:: Selected extract

A BRIEF HISTORY OF THE MALL
Richard A. Feinberg, Purdue University
Jennifer Meoli, Indiana University of Pennsylvania
America
has been "Malled." The "air-conditioned, sanitized, standardized"
shopping malls "have become the new Main Streets of America" (Consumer
Reports, 1986). Along with power mowers, "the pill," antibiotics. smoke
detectors, transistors, and personal computers, the shopping mall was
selected as one of the top 50 wonders that has revolutionized the lives
of consumers (Consumer Reports, 1986). Because alternative retail
settings may differ in important economic, social, and psychological
characteristics, the shopping mall may exert a significant influence on
individual and collective consumer behavior.
Why
then has there been so little attention to the mall by the consumer
research community, either as an important setting for consumer behavior
or a social and consumer phenomenon in and of itself? While we can
find Arnold Schwarzenegger and Chuck Norris defending malls against
evil doers and Michael J. Fox taking off back to the future from the
mall in recent movies, we would be hard pressed to find a scholarly
treatment in our best journals.
History of Shopping Centers
Shopping
malls didn't just happen. They are not the result of wise planners
deciding that suburban people, having no social life and stimulation,
needed a place to go (Bombeck, 1985). The mall was originally conceived
of as a community center where people would converge for shopping,
cultural activity, and social interaction (Gruen & Smith, 1960). It
is safe to say that the mall has achieved and surpassed those early
expectations. In today's consumer culture the mall is the center of the
universe.
According to the history of shopping
centers provided by Consumer Reports (1986, for other histories of the
shopping center see Jacobs, 1985; Kowinski, 1985) shopping centers had
their birth in the 1920's in California where supermarkets would anchor
and serve as a magnet for a strip of smaller stores. According to
Samuel Feinberg (1960) shopping centers got their start a bit earlier,
in 1907, in a Baltimore neighborhood where a group of stores
established off-street parking. In 1922 The Country Club Plaza in
suburban Kansas City, a group of stores only accessible by car, was
built. In 1931 the Highland Park Shopping Village in Dallas became the
first group of stores that had its own parking lot with the stores
facing away from the access road. The first enclosed mall was developed
in a suburb of Minneapolis in 1956. Designed to get the shopper out of
the harsh weather, it introduced the world to shopping complexes as
worlds unto themselves--free from bad weather, life, crime, dirt and
troubles. It is somehow fitting that the largest mall in the United
States, called "The Mall of America," is now nearing completion outside
Minneapolis.
Whatever and wherever its start,
the phenomenal growth and development of shopping centers naturally
followed the migration of population out from the cities and paralleled
the growth of the use of the automobile. By 1960 there were 4500 malls
accounting for 14% of retail sales. By 1975 there were 16,400 shopping
centers accounting for 33% of retail sales . In 1987, there were 30,000
malls accounting for over 50% of all retail dollars spent (about 676
billion dollars, 8% of the labor force, and 13% of our gross national
product--Keinfield, 1986; Turchiana, 1990).

::::

# Exercise requirements
(a) According to the history of the mall, when and where was the first enclosed mall developed?
(b) Sum up the history of the mall in two sentences.
(c) Continue the history of the mall from its final sentence onward.
The records have nothing to do with the history of the mall.

:: Dataset content

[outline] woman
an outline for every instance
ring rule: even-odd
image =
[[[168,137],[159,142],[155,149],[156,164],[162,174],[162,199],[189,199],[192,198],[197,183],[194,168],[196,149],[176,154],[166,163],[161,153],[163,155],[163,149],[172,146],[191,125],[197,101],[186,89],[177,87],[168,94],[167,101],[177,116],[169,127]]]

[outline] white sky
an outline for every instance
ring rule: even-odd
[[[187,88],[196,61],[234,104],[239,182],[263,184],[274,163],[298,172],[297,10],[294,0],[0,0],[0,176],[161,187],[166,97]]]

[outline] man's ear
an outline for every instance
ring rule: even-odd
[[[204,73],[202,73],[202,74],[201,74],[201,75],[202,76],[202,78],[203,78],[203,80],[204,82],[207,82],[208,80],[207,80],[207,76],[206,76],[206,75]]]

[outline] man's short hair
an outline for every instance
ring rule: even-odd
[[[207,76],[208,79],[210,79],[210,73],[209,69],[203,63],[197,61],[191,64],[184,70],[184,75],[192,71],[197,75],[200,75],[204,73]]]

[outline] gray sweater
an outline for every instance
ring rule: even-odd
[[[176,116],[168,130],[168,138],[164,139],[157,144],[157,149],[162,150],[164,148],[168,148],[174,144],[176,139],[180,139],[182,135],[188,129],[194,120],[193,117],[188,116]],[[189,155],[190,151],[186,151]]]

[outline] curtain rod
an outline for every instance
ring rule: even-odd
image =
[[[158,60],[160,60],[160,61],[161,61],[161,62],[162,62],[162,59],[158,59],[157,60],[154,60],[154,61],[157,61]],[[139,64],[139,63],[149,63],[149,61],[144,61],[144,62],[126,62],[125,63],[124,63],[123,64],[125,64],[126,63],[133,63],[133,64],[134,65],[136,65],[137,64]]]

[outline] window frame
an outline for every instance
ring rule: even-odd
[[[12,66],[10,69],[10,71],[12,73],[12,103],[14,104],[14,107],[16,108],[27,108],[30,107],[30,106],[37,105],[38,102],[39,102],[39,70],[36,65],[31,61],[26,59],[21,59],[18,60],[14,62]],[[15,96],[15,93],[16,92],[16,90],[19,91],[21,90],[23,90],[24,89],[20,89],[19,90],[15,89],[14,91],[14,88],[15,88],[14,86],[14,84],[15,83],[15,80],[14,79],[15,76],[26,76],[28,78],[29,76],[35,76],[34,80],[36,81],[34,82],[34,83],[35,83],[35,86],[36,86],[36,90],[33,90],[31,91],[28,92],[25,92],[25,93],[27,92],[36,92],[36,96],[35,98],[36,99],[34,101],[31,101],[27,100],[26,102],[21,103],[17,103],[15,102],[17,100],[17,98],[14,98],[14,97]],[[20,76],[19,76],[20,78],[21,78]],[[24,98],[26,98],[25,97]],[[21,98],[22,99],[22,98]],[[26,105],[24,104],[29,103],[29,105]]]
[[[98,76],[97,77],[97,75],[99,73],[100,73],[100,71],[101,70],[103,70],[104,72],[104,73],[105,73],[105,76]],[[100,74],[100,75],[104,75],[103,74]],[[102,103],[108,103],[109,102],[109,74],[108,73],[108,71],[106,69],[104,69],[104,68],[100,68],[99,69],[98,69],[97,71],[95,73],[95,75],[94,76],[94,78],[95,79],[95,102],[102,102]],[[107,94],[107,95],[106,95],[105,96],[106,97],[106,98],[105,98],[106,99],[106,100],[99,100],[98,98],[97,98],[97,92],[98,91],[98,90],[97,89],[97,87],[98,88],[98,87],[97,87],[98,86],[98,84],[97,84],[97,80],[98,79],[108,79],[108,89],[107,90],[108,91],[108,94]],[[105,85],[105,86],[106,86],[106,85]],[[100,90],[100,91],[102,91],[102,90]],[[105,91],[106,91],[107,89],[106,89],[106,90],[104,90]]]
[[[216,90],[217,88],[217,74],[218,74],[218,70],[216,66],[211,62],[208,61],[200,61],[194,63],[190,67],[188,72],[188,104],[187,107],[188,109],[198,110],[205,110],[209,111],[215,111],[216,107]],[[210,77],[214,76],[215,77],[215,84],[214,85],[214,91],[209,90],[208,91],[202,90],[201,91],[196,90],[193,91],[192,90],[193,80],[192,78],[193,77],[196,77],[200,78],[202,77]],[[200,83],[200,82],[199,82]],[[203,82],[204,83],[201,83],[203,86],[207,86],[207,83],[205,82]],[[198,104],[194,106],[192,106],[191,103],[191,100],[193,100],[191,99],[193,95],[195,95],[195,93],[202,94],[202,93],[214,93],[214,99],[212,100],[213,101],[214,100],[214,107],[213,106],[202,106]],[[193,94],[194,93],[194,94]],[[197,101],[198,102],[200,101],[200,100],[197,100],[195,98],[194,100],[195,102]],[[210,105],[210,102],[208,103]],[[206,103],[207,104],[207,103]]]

::::

# Results by task
(a) In 1956, in a suburb of Minneapolis.

(b) Shopping malls were first conceived as community centers for shopping, cultural activity, and social interaction, and they have since become the new Main Streets of America, yet consumer researchers have given them little scholarly attention. Shopping centers grew from early beginnings, such as a 1907 Baltimore group of stores with off-street parking and the first enclosed mall near Minneapolis in 1956, and their growth followed suburban migration and rising automobile use, reaching 30,000 malls and over half of all retail dollars by 1987.

(c)
Malls
are now the retail, social and community centers of their communities.
Indeed, shopping malls are the center pieces for rejuvenation of urban
centers (e.g., City-Center Indianapolis, Faneuil Hall - Boston, South
Street Seaport - New York City, Harbour Place Baltimore). 'Some malls
are so large that they are communities. Chicago's Water Tower place has
hotels, restaurants, offices, stores, restaurants, and residential
units. The West Edmonton Mall in Canada, The largest mall in the world,
has over 800 stores, ice skating, 24 movie screens.
Despite
unsupported forecasts that the country is over-malled (e.g.,
Turchiana, 1990) the increasing dominance of malls seems inevitable
(Ballard, 1981; Burstiner, 1986). Many of these malls will be smaller
strip centers ("Overbuilding: A real...," 1987), but there are plans
for mega-malls modeled after the Edmonton Mall (Martin, 1987).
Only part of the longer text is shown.